> _Aim of the exercise_: Reproduce the items from the line containing "[segment] outfield grass" to the line containing "Provide the mask of every instance of the outfield", substituting "gaps" for "holes" and leaving everything else unchanged.

^^^^^^^^^^^^^^^^

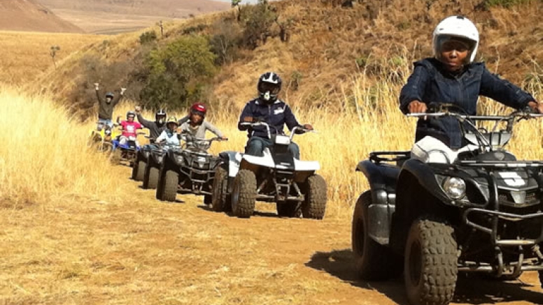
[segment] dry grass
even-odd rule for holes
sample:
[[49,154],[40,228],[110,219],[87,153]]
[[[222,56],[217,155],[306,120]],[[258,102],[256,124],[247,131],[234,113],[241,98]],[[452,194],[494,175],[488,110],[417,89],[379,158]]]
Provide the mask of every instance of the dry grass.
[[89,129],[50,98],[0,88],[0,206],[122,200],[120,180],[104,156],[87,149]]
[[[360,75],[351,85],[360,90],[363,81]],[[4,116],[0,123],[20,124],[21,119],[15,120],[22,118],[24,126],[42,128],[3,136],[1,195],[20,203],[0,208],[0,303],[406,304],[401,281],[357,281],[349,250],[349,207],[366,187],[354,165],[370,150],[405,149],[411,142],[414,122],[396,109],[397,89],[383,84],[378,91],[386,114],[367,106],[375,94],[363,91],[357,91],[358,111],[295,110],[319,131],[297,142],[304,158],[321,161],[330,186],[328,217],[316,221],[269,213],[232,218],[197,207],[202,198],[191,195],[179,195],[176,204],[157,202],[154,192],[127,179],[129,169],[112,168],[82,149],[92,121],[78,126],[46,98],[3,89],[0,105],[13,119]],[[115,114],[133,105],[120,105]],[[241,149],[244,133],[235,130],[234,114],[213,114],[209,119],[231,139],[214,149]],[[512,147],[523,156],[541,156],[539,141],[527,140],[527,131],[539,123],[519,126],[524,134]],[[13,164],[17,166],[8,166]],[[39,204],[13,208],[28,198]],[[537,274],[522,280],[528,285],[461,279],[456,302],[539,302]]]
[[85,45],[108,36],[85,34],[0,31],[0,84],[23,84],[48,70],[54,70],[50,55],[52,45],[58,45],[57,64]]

^^^^^^^^^^^^^^^^

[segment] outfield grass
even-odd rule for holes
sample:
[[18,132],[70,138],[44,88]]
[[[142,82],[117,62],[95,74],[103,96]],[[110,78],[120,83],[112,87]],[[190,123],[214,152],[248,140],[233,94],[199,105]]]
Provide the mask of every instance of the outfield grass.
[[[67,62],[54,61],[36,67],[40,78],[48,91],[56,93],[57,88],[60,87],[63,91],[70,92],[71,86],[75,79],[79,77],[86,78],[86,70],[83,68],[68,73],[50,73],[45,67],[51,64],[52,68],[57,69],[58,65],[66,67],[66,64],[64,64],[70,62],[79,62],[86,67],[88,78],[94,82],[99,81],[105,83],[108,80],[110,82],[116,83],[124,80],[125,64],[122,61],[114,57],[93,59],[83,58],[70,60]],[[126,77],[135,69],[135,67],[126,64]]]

^^^^^^^^^^^^^^^^

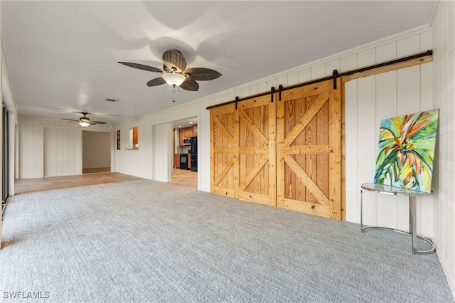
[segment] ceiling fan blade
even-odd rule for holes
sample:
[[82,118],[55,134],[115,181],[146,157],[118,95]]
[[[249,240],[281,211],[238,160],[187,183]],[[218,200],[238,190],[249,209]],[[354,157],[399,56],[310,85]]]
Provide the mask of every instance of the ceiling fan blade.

^^^^^^^^^^^^^^^^

> _Solution for this problem_:
[segment] outfield grass
even-odd rule for gaps
sample:
[[18,132],[70,138],[44,88]]
[[[142,82],[117,62],[95,74],[103,96]],[[110,78],[120,83],[112,87]],[[190,123],[214,152],[248,140],[233,94],[199,105]]]
Provide the mask of every instance of the outfield grass.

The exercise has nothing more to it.